# [TASK REQUIREMENTS]
Could you reproduce the passage about buzkashi below, word for word and in full?

# [SELECTED PASSAGE]
——————————

The games themselves are notoriously hard to find, as they are organized fairly spontaneously, depending a lot on the weather and inclination. The sport is only played in the spring, around the Zoroastrian holiday of Navruz, and so there's a very narrow window of time to both hear about and be able to attend a buzkashi game.
In Dushanbe, we would usually hear about games after they had happened, or the games that we did hear about happened on a day we couldn't attend. Often then would be held an hour or two away from the city in a location that seemed to be randomly chosen. All of the information was spread entirely by word of mouth, and if you didn't know someone who knew someone, you were out of luck.
So far we've had the same luck with games here in Tashkent. We heard about a game last year, but it was right at the beginning of COVID and just after Elizabeth got out of the hospital, so that game got missed also. This is our last year in Tashkent, so when my Russian teacher started organizing a group to see a game this spring, I made sure to be part of it.
We didn't know when it would take place because there needed to be a window of clear weather, and this spring has been pretty rainy. There was talk of maybe the weekend of Navuz, but nobody knew for sure. On Sunday afternoon, we got the news that Monday was the day. It happened to be a holiday for the embassy also, so Brandon was already off work. I told the kids that it was an impromptu holiday, we packed lunches, and then headed off into the mountains.
We had to wait as the local khohim (regional governor) kept changing his mind about whether or not we could go because of the pandemic, but eventually he either got enough of a bribe, decided that we were okay, or just got tired of being bothered, and we were given permission to go. There were about forty people from the international school and the embassy community, and we all loaded into the backs of big trucks to make our way up to the buzkashi field, a somewhat level sheep grazing ground up in the mountains.

——————————

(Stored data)

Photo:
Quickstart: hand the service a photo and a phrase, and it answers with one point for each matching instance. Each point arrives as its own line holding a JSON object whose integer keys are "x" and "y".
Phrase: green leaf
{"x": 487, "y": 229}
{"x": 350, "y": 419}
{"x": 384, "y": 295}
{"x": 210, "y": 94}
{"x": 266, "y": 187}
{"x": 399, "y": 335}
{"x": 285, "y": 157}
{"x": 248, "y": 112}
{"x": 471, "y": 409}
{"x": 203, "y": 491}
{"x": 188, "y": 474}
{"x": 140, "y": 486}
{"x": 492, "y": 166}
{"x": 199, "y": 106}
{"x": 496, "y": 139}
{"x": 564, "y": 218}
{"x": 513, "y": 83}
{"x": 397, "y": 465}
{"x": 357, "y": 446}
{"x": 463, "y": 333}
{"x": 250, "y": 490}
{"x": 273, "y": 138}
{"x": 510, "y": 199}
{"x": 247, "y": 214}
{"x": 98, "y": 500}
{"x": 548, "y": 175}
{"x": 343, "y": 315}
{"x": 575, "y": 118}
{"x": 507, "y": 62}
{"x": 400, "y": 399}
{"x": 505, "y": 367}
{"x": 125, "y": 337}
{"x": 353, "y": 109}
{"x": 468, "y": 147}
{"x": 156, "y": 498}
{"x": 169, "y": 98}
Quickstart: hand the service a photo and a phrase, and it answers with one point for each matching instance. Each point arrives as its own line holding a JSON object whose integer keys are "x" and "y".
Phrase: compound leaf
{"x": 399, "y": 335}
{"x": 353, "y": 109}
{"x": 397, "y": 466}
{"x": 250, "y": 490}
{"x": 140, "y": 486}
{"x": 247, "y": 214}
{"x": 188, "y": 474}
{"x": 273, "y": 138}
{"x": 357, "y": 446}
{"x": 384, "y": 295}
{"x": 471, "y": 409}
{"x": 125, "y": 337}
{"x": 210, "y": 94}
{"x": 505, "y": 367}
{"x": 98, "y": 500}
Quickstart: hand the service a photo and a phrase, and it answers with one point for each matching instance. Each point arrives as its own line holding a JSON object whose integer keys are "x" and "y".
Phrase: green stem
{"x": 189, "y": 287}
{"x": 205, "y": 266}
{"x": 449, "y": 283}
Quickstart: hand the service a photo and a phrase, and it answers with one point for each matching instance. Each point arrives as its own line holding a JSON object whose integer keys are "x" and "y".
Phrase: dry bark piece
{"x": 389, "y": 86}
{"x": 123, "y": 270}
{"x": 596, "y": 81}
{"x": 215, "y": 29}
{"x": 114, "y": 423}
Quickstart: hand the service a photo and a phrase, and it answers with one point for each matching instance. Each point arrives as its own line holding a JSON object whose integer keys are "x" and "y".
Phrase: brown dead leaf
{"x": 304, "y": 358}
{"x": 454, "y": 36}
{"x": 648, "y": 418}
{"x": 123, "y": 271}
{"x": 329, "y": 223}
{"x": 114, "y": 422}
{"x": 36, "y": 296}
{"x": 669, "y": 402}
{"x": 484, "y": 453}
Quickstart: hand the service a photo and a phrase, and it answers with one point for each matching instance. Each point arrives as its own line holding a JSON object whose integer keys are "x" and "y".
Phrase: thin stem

——————————

# [PROBLEM SOLUTION]
The games themselves are notoriously hard to find, as they are organized fairly spontaneously, depending a lot on the weather and inclination. The sport is only played in the spring, around the Zoroastrian holiday of Navruz, and so there's a very narrow window of time to both hear about and be able to attend a buzkashi game.
In Dushanbe, we would usually hear about games after they had happened, or the games that we did hear about happened on a day we couldn't attend. Often then would be held an hour or two away from the city in a location that seemed to be randomly chosen. All of the information was spread entirely by word of mouth, and if you didn't know someone who knew someone, you were out of luck.
So far we've had the same luck with games here in Tashkent. We heard about a game last year, but it was right at the beginning of COVID and just after Elizabeth got out of the hospital, so that game got missed also. This is our last year in Tashkent, so when my Russian teacher started organizing a group to see a game this spring, I made sure to be part of it.
We didn't know when it would take place because there needed to be a window of clear weather, and this spring has been pretty rainy. There was talk of maybe the weekend of Navuz, but nobody knew for sure. On Sunday afternoon, we got the news that Monday was the day. It happened to be a holiday for the embassy also, so Brandon was already off work. I told the kids that it was an impromptu holiday, we packed lunches, and then headed off into the mountains.
We had to wait as the local khohim (regional governor) kept changing his mind about whether or not we could go because of the pandemic, but eventually he either got enough of a bribe, decided that we were okay, or just got tired of being bothered, and we were given permission to go. There were about forty people from the international school and the embassy community, and we all loaded into the backs of big trucks to make our way up to the buzkashi field, a somewhat level sheep grazing ground up in the mountains.